**Stored rows**
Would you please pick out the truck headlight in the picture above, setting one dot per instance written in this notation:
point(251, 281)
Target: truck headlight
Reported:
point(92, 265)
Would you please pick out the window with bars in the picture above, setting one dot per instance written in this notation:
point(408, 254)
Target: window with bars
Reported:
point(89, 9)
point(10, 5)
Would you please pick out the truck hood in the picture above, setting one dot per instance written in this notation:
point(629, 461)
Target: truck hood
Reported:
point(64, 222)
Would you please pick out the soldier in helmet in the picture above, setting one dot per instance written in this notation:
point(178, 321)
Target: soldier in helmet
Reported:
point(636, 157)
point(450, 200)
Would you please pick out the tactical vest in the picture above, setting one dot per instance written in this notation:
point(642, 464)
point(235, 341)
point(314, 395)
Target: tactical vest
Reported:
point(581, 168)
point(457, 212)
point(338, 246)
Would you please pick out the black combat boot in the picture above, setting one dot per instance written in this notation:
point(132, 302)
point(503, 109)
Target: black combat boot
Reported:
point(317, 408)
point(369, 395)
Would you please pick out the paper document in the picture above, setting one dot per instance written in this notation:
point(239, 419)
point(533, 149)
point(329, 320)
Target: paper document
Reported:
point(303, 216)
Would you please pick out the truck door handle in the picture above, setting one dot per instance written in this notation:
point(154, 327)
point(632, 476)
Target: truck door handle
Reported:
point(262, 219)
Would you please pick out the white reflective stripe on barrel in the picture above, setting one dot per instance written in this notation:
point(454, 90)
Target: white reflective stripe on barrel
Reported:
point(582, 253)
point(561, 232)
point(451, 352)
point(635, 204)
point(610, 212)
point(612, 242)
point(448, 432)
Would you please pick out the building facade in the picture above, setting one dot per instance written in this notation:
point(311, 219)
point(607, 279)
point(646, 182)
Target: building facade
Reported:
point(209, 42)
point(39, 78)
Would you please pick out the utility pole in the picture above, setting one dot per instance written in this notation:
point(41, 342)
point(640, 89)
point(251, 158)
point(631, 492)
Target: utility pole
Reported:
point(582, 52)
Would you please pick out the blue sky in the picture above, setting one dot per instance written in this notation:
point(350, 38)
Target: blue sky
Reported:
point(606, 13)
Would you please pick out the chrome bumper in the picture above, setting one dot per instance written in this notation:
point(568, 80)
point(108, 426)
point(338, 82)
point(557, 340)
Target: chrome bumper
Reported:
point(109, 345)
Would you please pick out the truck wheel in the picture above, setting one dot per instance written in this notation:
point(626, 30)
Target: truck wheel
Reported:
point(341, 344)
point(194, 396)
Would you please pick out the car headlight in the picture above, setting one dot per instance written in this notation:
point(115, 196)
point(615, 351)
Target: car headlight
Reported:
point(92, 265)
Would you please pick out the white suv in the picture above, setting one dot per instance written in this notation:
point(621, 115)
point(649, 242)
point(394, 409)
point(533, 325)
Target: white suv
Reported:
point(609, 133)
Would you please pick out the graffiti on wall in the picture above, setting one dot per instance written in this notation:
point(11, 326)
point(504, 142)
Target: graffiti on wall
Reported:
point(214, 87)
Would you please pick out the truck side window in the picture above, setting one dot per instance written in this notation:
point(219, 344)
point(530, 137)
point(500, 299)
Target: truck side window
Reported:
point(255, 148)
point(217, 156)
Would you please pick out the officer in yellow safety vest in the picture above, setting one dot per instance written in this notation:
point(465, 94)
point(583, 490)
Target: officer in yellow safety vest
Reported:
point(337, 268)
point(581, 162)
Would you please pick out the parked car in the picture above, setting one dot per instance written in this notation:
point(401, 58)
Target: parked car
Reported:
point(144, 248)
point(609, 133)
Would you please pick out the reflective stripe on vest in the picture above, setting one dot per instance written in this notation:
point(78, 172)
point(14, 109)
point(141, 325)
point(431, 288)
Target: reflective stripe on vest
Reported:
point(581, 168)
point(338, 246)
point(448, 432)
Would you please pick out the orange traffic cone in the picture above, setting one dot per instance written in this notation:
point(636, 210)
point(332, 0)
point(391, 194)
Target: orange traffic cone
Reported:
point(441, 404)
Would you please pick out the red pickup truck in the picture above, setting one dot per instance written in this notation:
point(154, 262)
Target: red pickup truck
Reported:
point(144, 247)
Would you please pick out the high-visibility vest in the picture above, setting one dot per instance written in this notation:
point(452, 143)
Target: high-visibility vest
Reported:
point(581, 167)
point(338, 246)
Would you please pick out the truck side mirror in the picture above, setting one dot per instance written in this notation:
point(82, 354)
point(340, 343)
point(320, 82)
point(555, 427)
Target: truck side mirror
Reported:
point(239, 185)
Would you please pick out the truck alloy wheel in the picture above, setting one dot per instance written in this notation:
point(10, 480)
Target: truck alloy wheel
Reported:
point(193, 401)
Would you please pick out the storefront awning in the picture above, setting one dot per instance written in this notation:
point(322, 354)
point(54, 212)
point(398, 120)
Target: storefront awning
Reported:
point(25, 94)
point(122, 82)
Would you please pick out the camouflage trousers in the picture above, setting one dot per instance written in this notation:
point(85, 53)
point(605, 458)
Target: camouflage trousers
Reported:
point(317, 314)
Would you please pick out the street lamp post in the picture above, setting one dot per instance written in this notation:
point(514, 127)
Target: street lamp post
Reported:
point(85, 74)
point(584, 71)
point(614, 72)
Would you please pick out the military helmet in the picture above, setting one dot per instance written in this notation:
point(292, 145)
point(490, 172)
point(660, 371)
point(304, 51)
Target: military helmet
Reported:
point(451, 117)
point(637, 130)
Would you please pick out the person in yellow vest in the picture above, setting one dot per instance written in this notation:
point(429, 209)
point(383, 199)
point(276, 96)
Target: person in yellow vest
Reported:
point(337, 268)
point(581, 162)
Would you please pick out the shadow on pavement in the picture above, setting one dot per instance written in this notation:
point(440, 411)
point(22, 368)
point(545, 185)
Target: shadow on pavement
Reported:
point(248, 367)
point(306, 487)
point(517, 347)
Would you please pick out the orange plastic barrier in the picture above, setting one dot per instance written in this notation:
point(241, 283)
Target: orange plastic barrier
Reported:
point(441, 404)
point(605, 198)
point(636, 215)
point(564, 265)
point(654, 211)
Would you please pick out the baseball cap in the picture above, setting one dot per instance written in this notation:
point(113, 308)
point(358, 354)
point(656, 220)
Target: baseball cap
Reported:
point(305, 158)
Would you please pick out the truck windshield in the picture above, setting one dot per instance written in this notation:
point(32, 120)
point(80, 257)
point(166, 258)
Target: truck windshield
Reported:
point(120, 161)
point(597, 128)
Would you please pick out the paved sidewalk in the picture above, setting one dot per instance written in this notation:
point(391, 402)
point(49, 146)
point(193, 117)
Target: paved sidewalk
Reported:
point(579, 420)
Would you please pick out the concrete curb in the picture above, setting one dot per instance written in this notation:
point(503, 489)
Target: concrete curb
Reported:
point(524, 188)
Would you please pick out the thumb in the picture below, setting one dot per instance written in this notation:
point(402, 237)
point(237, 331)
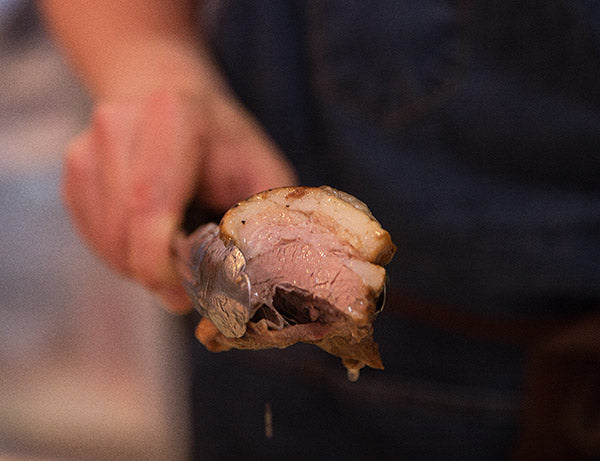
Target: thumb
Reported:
point(163, 171)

**Exercise aim**
Copy the records again, starting at the line that contains "Would you please pick out the baseball" and ending after the line that contains "point(524, 188)". Keep every line, but adjust each coordinate in the reported points by adding -10 and leave the sample points beneath each request unchanged.

**Response**
Would you please pick out the baseball cap in the picture above, setting one dot per instance written in this notation:
point(113, 308)
point(358, 354)
point(656, 220)
Target: baseball cap
Reported:
point(295, 148)
Would you please pick out the truck windshield in the picture above, setting one dot per instance written in this notation:
point(32, 120)
point(80, 257)
point(166, 258)
Target: truck windshield
Reported:
point(110, 151)
point(587, 118)
Would you please pick out the paved sidewalk in the picture above, setting one dot per instance written in this notation:
point(391, 402)
point(49, 146)
point(193, 117)
Target: paved sidewalk
Reported:
point(569, 410)
Would you please pick out the concrete curb in the picture above, setting one dot per instance written in this notation:
point(503, 489)
Target: concrete curb
Reported:
point(514, 178)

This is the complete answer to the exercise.